___ DOCUMENT EXTRACT ___
# Caught a tarantula today



## Phark (Jul 1, 2008)

Went looking for spiders today, and found quite a number, including three or four tarantulas, but all except one escaped - Old Worlds are too quick!

First up, a poor photo of a _Nephila_:










The tarantula I caught; quite clearly about to moult:



















And of course my Yellow Leg, eating a mealworm pupae:


----------



## Paulie B (Oct 28, 2008)

Great pics, what kind of tarantula is that? Kinda looks like a H Gigas.

Cheers


----------



## Phark (Jul 1, 2008)

Paulie B said:


> Great pics, what kind of tarantula is that? Kinda looks like a H Gigas.
> 
> Cheers


Thanks!  It's probably a _Phlogiellus inermis_, but there are a number of similar-looking Selenoscosmines in the region so it could quite easily be something else.


----------



## chris_wade (May 23, 2006)

awesome, where you find them? cracking pics too


----------



## Phark (Jul 1, 2008)

chris_wade said:


> awesome, where you find them? cracking pics too


In some tropical place, lol. Thanks for the compliment.


----------



## AshMashMash (Oct 28, 2007)

Phark said:


> In some tropical place, lol.


You're very secretive. Where abouts do you live? I know its across the pond... but where?


----------



## Phark (Jul 1, 2008)

AshMashMash said:


> You're very secretive. Where abouts do you live? I know its across the pond... but where?


Secretive because I'm not at all proud of what I am.


----------



## Lucifus (Aug 30, 2007)

AshMashMash said:


> You're very secretive. Where abouts do you live? I know its across the pond... but where?


Singapore. :whistling2:

Good pics tho dude.


----------



## Phark (Jul 1, 2008)
___ EXTRACTED ENTRIES ___
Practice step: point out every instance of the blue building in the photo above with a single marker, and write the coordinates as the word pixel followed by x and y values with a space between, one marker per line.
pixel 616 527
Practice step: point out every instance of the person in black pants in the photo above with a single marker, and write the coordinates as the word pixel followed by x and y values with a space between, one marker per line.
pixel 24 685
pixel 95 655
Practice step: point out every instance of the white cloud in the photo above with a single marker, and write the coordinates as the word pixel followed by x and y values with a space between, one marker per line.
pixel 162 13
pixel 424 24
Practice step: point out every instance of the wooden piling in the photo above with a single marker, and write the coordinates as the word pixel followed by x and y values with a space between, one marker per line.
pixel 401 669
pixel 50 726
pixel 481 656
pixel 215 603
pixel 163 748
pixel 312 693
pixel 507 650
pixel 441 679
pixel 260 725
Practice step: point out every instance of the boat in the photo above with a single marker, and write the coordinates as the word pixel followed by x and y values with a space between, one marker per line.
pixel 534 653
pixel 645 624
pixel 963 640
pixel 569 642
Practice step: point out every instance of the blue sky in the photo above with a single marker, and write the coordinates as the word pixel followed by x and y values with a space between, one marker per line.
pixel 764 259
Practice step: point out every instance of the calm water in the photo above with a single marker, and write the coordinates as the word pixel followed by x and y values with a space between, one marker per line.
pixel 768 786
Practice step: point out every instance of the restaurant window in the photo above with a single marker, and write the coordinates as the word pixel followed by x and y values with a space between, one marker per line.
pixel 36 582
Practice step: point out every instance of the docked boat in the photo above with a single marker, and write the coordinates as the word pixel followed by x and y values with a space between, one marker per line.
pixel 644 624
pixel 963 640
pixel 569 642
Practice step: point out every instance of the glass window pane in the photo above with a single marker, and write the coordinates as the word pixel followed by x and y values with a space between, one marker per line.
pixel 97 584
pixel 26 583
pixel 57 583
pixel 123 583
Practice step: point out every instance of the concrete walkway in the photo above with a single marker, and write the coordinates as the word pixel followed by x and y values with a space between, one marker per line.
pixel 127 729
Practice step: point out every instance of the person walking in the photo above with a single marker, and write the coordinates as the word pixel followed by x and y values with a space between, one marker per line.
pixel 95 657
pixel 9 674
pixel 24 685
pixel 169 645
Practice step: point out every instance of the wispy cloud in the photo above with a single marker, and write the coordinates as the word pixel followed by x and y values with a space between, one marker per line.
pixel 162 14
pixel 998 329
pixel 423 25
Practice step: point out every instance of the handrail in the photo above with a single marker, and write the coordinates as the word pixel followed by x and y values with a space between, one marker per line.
___
■ **YOUR TASKS**:
**1)** In the tarantula thread, why does Phark say the caught tarantula could easily be something other than *Phlogiellus inermis*? Answer in one to three sentences.
**2)** Answer these questions about the tarantula thread:
(a) What was the Yellow Leg eating?
(b) Which species did Paulie B think the tarantula resembled?
(c) Where did Lucifus say Phark lives?
**3)** Write out the part of the tarantula thread from "# Caught a tarantula" up to and including "are too quick!".
The lines are separate material and are not part of the forum thread.

■ **PER-TASK OUTPUTS**:
**1)** Phark gives *Phlogiellus inermis* only as the probable species. The identification is uncertain because a number of similar-looking Selenoscosmines live in the region.

**2)**
(a) A mealworm pupae.
(b) H Gigas.
(c) Singapore.

**3)**
# Caught a tarantula today



## Phark (Jul 1, 2008)

Went looking for spiders today, and found quite a number, including three or four tarantulas, but all except one escaped - Old Worlds are too quick!